- Data supplied:
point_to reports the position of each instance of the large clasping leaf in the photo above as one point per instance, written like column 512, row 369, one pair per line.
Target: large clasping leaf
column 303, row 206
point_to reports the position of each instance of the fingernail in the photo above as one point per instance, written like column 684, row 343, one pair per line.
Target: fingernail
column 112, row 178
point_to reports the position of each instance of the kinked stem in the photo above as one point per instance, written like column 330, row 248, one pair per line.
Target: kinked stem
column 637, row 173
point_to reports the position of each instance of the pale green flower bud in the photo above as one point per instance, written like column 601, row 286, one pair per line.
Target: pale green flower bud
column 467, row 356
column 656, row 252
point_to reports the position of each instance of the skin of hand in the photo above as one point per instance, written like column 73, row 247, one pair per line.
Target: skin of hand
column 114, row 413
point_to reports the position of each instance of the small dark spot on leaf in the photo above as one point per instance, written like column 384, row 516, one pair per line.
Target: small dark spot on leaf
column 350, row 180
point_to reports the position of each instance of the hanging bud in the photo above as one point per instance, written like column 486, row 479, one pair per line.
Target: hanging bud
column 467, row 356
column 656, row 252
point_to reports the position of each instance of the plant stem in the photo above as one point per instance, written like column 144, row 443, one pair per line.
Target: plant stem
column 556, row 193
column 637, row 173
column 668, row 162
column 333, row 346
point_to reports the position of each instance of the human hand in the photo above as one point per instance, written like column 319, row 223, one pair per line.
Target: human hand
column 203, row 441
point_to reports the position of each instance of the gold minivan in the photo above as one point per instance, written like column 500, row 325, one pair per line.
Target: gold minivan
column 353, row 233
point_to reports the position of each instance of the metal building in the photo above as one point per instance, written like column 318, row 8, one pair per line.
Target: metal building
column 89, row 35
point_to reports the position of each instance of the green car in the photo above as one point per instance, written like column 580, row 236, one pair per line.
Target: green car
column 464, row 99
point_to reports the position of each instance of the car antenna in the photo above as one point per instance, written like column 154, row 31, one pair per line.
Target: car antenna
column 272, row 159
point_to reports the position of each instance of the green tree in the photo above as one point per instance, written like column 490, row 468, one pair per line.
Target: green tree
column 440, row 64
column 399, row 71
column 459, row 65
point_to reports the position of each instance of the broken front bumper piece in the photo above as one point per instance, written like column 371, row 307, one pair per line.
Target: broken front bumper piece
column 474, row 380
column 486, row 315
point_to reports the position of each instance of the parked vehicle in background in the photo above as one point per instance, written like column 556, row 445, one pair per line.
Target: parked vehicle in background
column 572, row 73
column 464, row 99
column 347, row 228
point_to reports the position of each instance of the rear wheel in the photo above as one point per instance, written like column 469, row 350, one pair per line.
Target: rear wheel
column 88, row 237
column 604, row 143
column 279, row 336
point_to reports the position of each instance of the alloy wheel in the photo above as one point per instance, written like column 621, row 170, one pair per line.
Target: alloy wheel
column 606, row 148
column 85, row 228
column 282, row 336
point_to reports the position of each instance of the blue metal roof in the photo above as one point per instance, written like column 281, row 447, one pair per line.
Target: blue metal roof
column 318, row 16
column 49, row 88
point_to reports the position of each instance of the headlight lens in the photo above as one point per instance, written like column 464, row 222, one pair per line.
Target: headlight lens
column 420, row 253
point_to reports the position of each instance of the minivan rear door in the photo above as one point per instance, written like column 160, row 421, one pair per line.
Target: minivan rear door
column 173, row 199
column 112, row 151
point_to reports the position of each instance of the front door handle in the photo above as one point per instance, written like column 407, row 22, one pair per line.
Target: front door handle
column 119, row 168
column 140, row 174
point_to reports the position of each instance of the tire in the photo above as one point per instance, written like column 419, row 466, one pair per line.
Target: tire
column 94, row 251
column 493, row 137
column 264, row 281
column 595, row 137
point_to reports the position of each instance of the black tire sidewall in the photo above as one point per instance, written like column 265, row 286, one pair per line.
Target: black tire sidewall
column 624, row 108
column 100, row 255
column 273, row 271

- Work request:
The listing must be repeated in full, with nothing altered.

- Problem solution:
point_to reports the position of each instance of the large clasping leaf in the photo above as one point per instance, written like column 512, row 369, one pair per line.
Target: large clasping leaf
column 303, row 206
point_to reports the position of each instance of the fingernail in the photo above as one point per instance, written like column 684, row 343, one pair per line.
Target: fingernail
column 112, row 178
point_to reports the position of each instance of the kinked stem in the photo above as one point per instance, written like column 330, row 248, one pair per line.
Target: kinked stem
column 637, row 173
point_to reports the position of each instance of the pale green flower bud in the photo above as one point per instance, written like column 601, row 286, one pair per line.
Target: pale green flower bud
column 467, row 356
column 656, row 252
point_to reports the position of each instance of the skin of hand in the photo above as one point per instance, written like column 73, row 247, one pair per line.
Target: skin of hand
column 114, row 413
point_to reports the position of each instance of the small dark spot on leaf in the photo above as one point per instance, written like column 384, row 516, one pair per line.
Target: small dark spot on leaf
column 350, row 180
point_to reports the position of each instance of the hanging bud in the photo above as one point per instance, written like column 486, row 479, one pair per line.
Target: hanging bud
column 467, row 356
column 656, row 252
point_to reports the position of each instance of the plant stem in the photo above as one point per instance, written like column 144, row 443, one pair per line.
Target: plant stem
column 556, row 193
column 637, row 173
column 668, row 162
column 333, row 346
point_to reports the position of each instance of the human hand in the photo above as one point per instance, written like column 319, row 223, one pair per line.
Target: human hand
column 203, row 441
point_to reports the position of each instance of the gold minivan in the photo above as one point per instance, written like column 500, row 325, one pair per line.
Target: gold minivan
column 353, row 233
point_to reports the position of each instance of the metal building in the photo above as one point per instance, written like column 318, row 8, one pair per line.
Target: metal building
column 89, row 35
point_to reports the position of each instance of the green car in the photo above as one point per instance, written like column 580, row 236, one pair per line.
Target: green car
column 464, row 99
point_to reports the position of each instance of the car antenna in the photo above as one point per instance, written like column 154, row 31, one pair per line.
Target: car antenna
column 272, row 159
point_to reports the position of each instance of the green tree in the photo above as one point per instance, written like column 490, row 468, one pair per line.
Target: green tree
column 440, row 64
column 399, row 71
column 459, row 65
point_to reports the position of each instance of the broken front bumper piece in the photo above as one point per instance, written like column 371, row 307, one pair per line.
Target: broken front bumper piece
column 474, row 380
column 486, row 315
point_to reports the position of each instance of the parked vehicle in background in the photo above as one point per instance, written like column 556, row 445, one pair per line.
Target: parked vehicle in background
column 572, row 73
column 464, row 99
column 347, row 228
point_to reports the position of each instance of the rear wheel in the photo above as one point per instance, written like column 469, row 350, one pair per line.
Target: rear wheel
column 88, row 237
column 604, row 143
column 279, row 336
point_to reports the position of each instance of the alloy wheel in the photo above as one point per instance, written like column 621, row 170, one pair per line.
Target: alloy wheel
column 606, row 148
column 85, row 228
column 282, row 336
point_to reports the position of each instance of the blue metal roof in the photo above as one point per instance, written like column 281, row 447, one pair per line.
Target: blue metal roof
column 318, row 16
column 49, row 88
point_to reports the position of each instance of the headlight lens in the photo above as one point per instance, written like column 464, row 222, one pair per line.
Target: headlight lens
column 420, row 253
point_to reports the position of each instance of the minivan rear door in the photo above as one point per instance, written like column 160, row 421, one pair per line.
Target: minivan rear door
column 173, row 199
column 112, row 151
point_to reports the position of each instance of the front door handle in the photo above as one point per instance, written like column 407, row 22, one pair per line.
Target: front door handle
column 119, row 168
column 140, row 174
point_to reports the position of each instance of the tire in the photo above as one point per instance, written like column 419, row 466, one pair per line.
Target: tire
column 94, row 251
column 493, row 137
column 264, row 281
column 595, row 137
point_to reports the position of each instance of the black tire sidewall in the photo above as one point per instance, written like column 265, row 286, one pair per line.
Target: black tire sidewall
column 624, row 108
column 100, row 255
column 273, row 271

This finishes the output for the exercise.